--- YOUR GOAL ---
Transcribe each of the rows below word for word, leaving out the pictures.

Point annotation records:
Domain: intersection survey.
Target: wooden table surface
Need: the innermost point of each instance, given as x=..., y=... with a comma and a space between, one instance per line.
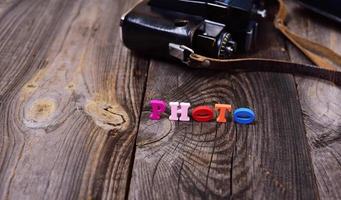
x=74, y=108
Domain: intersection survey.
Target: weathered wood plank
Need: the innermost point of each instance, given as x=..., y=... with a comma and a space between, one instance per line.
x=70, y=100
x=186, y=160
x=190, y=160
x=321, y=102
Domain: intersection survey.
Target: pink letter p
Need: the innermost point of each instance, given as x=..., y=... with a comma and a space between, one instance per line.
x=158, y=107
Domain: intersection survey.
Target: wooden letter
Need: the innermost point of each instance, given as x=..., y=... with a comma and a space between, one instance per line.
x=222, y=108
x=158, y=107
x=175, y=110
x=202, y=114
x=244, y=116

--- EXERCISE ANSWER ---
Domain: intersection survey.
Target: wooden table surface
Need: the innermost point of each instance, given as x=..., y=... with a comma and a space between, one instance per line.
x=74, y=108
Domain: intersection survey.
Target: weathered wood plank
Need: the innermost point of each instance, given as x=..., y=... with a comma and a space between, one instance per line.
x=70, y=100
x=186, y=160
x=190, y=160
x=321, y=102
Domain: intersection survey.
Target: pink letter p
Need: the innermost point of each instance, given as x=..., y=... with a comma and a space between, one instance per line.
x=158, y=107
Domain: intersection survey.
Target: wooden letter
Need: the innermost point of each instance, given as x=..., y=... with a comma and a space between, one instance per line.
x=222, y=108
x=158, y=107
x=175, y=110
x=202, y=114
x=244, y=116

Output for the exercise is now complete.